-- START OF Extracted information --
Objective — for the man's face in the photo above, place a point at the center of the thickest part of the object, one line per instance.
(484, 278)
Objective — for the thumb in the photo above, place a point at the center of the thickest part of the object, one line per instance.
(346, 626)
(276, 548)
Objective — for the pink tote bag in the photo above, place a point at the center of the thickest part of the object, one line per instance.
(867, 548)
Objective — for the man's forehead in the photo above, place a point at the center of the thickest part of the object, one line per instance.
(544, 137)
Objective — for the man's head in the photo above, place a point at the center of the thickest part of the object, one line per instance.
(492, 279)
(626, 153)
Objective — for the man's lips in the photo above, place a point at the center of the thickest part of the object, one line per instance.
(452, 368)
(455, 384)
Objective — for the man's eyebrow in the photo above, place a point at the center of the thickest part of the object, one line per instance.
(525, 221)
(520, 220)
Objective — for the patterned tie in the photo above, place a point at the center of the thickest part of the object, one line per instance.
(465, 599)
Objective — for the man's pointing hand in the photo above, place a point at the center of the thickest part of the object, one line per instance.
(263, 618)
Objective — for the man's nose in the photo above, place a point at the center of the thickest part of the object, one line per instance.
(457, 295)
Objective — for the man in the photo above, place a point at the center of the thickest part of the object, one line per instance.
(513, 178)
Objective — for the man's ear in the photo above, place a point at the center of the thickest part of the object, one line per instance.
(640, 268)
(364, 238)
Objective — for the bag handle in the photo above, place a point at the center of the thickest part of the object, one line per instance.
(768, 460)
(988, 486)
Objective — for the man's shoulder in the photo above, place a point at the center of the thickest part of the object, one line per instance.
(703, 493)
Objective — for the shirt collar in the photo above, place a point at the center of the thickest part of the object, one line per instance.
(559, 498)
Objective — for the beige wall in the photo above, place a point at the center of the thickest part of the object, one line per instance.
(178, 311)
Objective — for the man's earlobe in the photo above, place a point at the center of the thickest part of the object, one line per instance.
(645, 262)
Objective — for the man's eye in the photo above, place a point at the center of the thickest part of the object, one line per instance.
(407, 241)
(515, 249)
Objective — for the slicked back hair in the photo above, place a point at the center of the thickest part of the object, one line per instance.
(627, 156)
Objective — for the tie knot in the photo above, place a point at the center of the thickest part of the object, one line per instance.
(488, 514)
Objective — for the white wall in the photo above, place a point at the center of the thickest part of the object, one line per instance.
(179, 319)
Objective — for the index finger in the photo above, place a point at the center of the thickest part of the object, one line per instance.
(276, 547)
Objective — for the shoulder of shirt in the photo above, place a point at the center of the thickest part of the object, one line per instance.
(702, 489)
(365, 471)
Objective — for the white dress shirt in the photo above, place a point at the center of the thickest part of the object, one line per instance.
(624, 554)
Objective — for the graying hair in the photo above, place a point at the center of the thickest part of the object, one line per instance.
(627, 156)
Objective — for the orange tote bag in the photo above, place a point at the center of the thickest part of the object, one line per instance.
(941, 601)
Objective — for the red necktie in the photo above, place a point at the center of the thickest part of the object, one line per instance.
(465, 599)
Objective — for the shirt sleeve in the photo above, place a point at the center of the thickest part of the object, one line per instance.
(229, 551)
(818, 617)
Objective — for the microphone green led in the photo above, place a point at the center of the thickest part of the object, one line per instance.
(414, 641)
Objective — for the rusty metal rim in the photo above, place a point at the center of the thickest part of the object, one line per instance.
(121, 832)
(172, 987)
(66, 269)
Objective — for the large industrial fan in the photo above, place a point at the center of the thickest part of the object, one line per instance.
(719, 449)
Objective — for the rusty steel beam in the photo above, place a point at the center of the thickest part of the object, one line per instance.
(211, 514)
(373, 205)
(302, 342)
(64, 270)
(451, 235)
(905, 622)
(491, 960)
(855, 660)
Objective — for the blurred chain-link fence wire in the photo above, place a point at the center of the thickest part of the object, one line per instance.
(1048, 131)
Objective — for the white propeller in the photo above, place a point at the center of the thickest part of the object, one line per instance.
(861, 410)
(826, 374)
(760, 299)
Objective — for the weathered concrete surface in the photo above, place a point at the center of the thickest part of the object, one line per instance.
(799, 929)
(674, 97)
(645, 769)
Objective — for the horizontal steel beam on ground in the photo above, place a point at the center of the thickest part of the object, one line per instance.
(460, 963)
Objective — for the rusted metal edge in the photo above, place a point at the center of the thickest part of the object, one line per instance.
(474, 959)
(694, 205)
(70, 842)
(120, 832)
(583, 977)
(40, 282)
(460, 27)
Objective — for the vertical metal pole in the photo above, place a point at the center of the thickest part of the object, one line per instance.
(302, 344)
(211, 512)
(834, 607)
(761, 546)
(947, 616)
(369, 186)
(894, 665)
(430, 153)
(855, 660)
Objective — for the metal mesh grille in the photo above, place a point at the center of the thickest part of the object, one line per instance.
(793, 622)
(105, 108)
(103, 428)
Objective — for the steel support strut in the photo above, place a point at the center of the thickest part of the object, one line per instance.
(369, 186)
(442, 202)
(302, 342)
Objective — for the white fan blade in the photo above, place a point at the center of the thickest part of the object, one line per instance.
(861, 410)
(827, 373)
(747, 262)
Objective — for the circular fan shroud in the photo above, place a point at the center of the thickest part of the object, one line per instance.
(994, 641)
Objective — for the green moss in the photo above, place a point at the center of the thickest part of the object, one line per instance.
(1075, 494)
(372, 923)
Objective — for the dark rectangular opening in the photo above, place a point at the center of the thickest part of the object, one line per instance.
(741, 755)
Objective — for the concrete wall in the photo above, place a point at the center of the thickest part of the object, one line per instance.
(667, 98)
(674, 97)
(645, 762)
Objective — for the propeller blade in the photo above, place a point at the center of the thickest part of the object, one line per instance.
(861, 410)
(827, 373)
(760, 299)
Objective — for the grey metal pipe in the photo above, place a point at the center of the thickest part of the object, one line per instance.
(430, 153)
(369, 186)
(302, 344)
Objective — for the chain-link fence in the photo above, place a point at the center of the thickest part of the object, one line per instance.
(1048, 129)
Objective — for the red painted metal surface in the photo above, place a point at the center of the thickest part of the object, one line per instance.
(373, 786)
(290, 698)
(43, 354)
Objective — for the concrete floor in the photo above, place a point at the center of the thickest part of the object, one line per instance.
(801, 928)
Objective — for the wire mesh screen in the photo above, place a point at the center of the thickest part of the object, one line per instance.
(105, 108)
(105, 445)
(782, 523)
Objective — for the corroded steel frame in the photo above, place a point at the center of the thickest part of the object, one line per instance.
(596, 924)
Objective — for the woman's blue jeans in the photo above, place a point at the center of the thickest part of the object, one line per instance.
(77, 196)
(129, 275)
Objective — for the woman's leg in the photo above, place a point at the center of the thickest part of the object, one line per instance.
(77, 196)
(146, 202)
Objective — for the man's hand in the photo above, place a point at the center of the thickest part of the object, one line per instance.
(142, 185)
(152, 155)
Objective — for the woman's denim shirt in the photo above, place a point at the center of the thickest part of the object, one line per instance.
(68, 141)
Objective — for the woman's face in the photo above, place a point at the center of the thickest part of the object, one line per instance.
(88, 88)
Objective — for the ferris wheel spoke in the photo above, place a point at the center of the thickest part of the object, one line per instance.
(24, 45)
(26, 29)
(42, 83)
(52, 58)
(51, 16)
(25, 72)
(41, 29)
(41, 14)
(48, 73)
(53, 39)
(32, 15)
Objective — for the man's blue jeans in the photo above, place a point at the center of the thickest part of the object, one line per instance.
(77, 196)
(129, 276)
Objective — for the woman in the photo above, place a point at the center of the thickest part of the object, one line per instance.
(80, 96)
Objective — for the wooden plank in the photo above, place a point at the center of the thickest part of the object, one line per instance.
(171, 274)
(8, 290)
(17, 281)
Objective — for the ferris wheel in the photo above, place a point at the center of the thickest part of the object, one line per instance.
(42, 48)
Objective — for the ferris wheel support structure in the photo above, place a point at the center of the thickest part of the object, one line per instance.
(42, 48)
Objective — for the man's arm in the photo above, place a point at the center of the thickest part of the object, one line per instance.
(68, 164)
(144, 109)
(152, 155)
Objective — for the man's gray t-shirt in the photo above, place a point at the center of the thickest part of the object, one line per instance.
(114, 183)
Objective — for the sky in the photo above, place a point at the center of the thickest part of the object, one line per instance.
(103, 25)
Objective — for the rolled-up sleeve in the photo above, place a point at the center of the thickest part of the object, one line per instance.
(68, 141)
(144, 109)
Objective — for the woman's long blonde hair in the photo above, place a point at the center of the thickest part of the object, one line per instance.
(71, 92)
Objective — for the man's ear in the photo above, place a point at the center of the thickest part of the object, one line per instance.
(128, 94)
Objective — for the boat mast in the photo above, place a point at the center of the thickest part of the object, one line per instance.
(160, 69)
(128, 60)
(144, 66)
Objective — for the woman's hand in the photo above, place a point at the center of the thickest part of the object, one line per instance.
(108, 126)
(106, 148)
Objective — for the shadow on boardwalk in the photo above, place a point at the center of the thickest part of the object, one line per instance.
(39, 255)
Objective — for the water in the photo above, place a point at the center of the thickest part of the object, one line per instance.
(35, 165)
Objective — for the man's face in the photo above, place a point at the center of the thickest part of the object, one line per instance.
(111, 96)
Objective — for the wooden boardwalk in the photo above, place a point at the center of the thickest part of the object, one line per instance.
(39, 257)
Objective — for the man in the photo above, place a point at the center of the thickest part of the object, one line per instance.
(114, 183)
-- END OF Extracted information --
Exercise goal
Only the lines from the one containing "Objective — for the sky" through the end of the entries above belong in the answer; repeat them exactly.

Solved problem
Objective — for the sky in the photo above, place a point at the center of the thickest part of the object, one line per instance.
(103, 25)
Objective — for the rolled-up sleeve in the photo above, place a point at the center of the thickest part of the object, one line per instance.
(68, 141)
(144, 109)
Objective — for the woman's long blonde hair in the photo above, place a point at the center of the thickest part of the object, one line per instance.
(71, 92)
Objective — for the man's ear in the photo above, place a point at the center of the thickest part of the object, one line per instance.
(128, 94)
Objective — for the boat mast in the photo above, place a point at the center of the thickest part of the object, one line per instance.
(160, 69)
(128, 60)
(144, 66)
Objective — for the woman's hand in the photo above, place a point at the center of the thickest part of the object, one line per instance.
(108, 126)
(106, 148)
Objective — for the shadow on boardwalk in the photo above, place a point at the center of the thickest part of the object, one line per instance.
(39, 255)
Objective — for the water in the photo above, place a point at the center of the thickest part of the object, one line per instance.
(35, 165)
Objective — for the man's face in the photo above, place a point at the center of the thickest part of the object, one line per instance.
(111, 96)
Objective — for the wooden boardwalk in the photo above, place a point at the center of the thickest part of the object, one line per instance.
(39, 257)
Objective — for the man in the photo above, place a point at the center of the thickest part of the object, one line per instance.
(114, 183)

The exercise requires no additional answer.